-- Quoted passage --
[Start of section]
Medical Marijuana Passes Assembly

"Time for Enactment" Says Gottfried as Bill Heads to Senate

Patients suffering from severe debilitating or life-threatening conditions could be treated with marijuana under medical supervision under a bill passed by the New York State Assembly today. The bill, sponsored by Assembly Health Committee Chair Richard N. Gottfried and Senator Diane J. Savino, passed by a strong bi-partisan vote of 95-38.

"From Delaware to Maine, almost every state allows medical use of marijuana," said Assembly Member Gottfried, noting that 18 states and the District of Columbia currently have medical marijuana laws. "If the patient and physician agree that a severe debilitating or life-threatening condition should be treated with medical marijuana, the government should not stand in the way. It is cruel to deny treatment to patients who are suffering or turn them into criminals."
[End of section]
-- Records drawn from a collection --
[Start of section]
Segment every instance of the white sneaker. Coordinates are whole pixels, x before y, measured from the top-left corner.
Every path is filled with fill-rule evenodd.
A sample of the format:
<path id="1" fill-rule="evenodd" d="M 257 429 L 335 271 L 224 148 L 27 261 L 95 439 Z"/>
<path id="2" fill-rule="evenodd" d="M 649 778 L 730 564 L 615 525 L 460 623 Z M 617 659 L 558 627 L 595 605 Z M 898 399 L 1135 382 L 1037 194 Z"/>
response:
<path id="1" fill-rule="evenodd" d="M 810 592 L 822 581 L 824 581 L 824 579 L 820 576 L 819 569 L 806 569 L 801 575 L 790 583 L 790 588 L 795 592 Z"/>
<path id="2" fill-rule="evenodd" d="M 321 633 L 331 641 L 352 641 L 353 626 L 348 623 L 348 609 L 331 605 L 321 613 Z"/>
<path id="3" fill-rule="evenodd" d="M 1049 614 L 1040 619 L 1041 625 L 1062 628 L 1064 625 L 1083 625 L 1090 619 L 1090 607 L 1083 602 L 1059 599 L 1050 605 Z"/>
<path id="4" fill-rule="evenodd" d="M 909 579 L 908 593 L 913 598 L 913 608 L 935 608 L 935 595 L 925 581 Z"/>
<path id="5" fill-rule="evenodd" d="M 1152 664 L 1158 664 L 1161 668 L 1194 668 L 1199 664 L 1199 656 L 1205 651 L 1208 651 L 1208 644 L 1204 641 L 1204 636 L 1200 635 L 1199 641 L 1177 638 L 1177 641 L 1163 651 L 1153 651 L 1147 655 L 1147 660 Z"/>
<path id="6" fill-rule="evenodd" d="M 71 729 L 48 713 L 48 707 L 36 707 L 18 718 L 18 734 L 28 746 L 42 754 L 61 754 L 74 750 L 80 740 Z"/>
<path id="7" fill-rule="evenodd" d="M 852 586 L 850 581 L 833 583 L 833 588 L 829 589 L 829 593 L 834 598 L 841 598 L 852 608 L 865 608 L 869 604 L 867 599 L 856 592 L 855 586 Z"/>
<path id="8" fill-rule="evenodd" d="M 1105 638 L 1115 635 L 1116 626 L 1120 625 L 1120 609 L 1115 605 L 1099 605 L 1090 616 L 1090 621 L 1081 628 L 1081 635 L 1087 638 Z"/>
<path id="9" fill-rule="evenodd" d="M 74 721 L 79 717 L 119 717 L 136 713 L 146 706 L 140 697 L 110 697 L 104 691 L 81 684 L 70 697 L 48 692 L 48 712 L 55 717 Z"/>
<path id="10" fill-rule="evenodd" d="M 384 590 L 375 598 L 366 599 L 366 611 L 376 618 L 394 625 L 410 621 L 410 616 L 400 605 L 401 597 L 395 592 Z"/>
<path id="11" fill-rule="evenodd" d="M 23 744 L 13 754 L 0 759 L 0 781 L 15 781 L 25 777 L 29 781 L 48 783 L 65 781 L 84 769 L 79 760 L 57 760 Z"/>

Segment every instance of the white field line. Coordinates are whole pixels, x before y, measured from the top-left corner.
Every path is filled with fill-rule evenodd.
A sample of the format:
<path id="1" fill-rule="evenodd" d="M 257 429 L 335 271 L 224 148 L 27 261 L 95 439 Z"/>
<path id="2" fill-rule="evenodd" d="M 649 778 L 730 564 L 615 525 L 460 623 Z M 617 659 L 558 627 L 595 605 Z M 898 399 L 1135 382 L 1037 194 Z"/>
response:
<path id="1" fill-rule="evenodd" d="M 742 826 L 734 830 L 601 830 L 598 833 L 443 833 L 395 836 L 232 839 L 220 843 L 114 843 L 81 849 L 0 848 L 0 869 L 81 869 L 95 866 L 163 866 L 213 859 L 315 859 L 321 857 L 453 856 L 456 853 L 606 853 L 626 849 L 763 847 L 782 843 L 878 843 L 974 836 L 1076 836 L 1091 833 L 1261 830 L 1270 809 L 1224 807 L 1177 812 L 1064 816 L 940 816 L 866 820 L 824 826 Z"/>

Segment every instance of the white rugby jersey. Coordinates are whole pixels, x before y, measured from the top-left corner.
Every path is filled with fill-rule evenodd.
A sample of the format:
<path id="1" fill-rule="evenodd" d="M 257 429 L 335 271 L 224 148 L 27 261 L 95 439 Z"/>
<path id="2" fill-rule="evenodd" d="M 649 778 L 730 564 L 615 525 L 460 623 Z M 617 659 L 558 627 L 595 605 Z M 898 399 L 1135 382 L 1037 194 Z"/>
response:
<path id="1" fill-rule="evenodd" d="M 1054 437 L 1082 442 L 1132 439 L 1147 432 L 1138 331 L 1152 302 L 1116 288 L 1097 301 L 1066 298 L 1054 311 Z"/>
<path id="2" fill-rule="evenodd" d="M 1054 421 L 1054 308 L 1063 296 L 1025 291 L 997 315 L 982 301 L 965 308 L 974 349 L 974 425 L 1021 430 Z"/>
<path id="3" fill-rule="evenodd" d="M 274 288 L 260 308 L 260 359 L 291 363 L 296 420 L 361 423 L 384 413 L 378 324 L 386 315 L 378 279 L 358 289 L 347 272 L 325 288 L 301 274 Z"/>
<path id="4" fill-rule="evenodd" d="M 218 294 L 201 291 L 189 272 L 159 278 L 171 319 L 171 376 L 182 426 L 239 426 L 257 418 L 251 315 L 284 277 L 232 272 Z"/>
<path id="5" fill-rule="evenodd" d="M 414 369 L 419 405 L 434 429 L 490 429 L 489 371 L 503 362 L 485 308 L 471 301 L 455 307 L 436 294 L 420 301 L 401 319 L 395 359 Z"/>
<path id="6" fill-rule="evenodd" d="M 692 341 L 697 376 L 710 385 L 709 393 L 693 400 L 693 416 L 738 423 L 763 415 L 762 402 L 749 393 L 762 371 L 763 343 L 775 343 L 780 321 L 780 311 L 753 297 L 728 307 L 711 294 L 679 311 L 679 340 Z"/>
[End of section]
-- What to work on --
- a) In one to three sentences, explain why Gottfried says in the press release on the medical marijuana bill that the government should not stand in the way of treatment.
- b) Continue the press release on the medical marijuana bill, picking up after its final sentence.
These entries come from a separate source.

-- Answers below --
- a) He says that when a patient and physician agree that a severe debilitating or life-threatening condition should be treated with medical marijuana, it is cruel to deny that treatment to suffering patients or to turn them into criminals.

- b)
The bill would allow medical use of marijuana under a doctor's supervision for patients with cancer or other severe debilitating or life-threatening conditions. It sets up a tightly regulated and controlled medical marijuana system. Practitioners licensed to prescribe controlled substances could certify patient need, and certified patients would register with the Health Department. Both the certification process and dispensing of medical marijuana would be included in the I-STOP prescription monitoring system for controlled substances enacted in 2012.

The Health Department would license and regulate "registered organizations" to produce and dispense medical marijuana for certified patients. They could be hospitals, pharmacies, or other for-profit businesses, or not-for-profit corporations and would be required to comply with detailed "seed to sale" security controls and regulations. A clinical advisory committee made up predominately of health care professionals would advise the Health Commissioner on clinical matters.

"This bill is much more restrictive than the New York laws regulating highly dangerous drugs like morphine, Oxycontin, or Valium," said Gottfried.

The bill would impose an excise tax on manufacturing and dispensing medical marijuana. Half the revenue would be shared with the locality where it is manufactured or dispensed.

"This is sensible, strict, and humane legislation. The fact that this is not the law in New York is political correctness run amok, at the expense of the suffering of thousands of our fellow New Yorkers," Gottfried added.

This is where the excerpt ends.